Direction -
Copy each line exactly. Leave nothing out.

Point-based annotation data -

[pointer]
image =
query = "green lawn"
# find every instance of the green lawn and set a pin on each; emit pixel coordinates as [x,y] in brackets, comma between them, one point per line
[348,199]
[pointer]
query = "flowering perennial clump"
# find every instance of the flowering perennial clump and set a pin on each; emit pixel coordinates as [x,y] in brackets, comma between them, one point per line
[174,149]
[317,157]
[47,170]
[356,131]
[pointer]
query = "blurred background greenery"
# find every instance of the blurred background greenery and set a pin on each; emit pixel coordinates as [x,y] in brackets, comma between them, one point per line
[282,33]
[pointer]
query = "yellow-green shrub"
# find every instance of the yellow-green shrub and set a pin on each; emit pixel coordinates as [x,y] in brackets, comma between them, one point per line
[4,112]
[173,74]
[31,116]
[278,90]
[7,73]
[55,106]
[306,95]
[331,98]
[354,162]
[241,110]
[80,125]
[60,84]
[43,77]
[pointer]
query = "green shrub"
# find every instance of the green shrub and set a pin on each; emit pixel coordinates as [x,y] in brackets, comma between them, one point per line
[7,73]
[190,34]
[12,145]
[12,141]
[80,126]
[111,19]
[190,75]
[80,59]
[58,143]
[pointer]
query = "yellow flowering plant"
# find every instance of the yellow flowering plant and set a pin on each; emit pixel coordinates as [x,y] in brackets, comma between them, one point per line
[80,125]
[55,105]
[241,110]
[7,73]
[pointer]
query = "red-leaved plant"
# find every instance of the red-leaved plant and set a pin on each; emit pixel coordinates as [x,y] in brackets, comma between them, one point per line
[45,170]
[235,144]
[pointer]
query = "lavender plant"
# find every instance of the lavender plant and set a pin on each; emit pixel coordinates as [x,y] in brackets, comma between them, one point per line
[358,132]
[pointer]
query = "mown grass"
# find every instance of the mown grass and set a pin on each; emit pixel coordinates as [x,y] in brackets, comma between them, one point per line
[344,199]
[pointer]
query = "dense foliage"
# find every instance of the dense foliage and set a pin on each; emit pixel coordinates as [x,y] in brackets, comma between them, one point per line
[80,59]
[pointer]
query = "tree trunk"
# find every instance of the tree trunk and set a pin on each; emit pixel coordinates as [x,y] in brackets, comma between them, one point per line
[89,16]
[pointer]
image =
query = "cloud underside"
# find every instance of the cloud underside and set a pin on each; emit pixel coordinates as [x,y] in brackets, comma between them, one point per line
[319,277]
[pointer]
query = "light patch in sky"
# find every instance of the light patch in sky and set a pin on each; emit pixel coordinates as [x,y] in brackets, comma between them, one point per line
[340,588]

Written solution -
[pointer]
image =
query = "green lawn"
# find every instance of the green lawn and set a pin on each; emit pixel coordinates as [x,y] in brackets, comma between them, one point per line
[348,199]
[pointer]
query = "flowering perennial clump"
# find every instance of the flowering perennial clump and set a pin on each; emit pixel coordinates as [x,y] in brackets, comma between them, one point per line
[174,149]
[317,157]
[47,170]
[356,131]
[pointer]
query = "blurred background greenery"
# find every instance of the blurred background greenery and set a pin on each; emit pixel coordinates as [x,y] in brackets, comma between them, one point per line
[282,33]
[pointer]
query = "yellow-green shrub"
# find every instance of the yellow-green shrub and set a pin on each; emit pixel coordinates as [x,y] in brackets, comma between them, one point per line
[4,112]
[173,74]
[31,116]
[278,90]
[7,73]
[55,106]
[306,95]
[331,98]
[354,162]
[241,110]
[80,125]
[60,84]
[43,77]
[pointer]
query = "green shrub"
# find every instance of the green shrub and set a pin on each; emit pixel coordinates as [x,y] in brackets, comma between them, one point per line
[7,73]
[190,34]
[12,145]
[12,141]
[80,126]
[111,19]
[190,75]
[80,59]
[58,143]
[pointer]
query = "yellow flowering plant"
# find every instance of the yellow flowering plant and set a pin on each; emit pixel coordinates as [x,y] in brackets, comma between them, one point per line
[80,125]
[55,105]
[241,110]
[7,73]
[pointer]
query = "red-leaved plant"
# find every instance of the red-leaved plant and set a pin on each; emit pixel coordinates as [x,y] in brackets, comma between them, one point per line
[45,170]
[235,144]
[pointer]
query = "lavender plant"
# find every instance of the lavender plant and set a pin on each; emit pixel coordinates as [x,y] in brackets, comma between them, one point per line
[358,132]
[pointer]
query = "mown grass"
# find every instance of the mown grass and set a pin on each; emit pixel coordinates as [x,y] in brackets, comma between them, one point per line
[344,199]
[pointer]
query = "dense foliage"
# find every instance of the dense foliage and set a pin on each; emit pixel coordinates as [x,y] in brackets, comma between them, one point per line
[80,59]
[pointer]
query = "tree trunk"
# find every instance of the tree trunk and set a pin on each; emit pixel coordinates as [x,y] in brackets, comma between them, one point per line
[89,16]
[pointer]
image =
query = "cloud underside"
# find every instance of the cloud underside and set a pin on each; emit pixel coordinates as [x,y] in brackets, comma between them, one point per line
[319,277]
[pointer]
query = "light patch in sky"
# find every instance of the light patch in sky and set a pin on each; emit pixel coordinates as [x,y] in brackets, comma between them, one point per line
[340,588]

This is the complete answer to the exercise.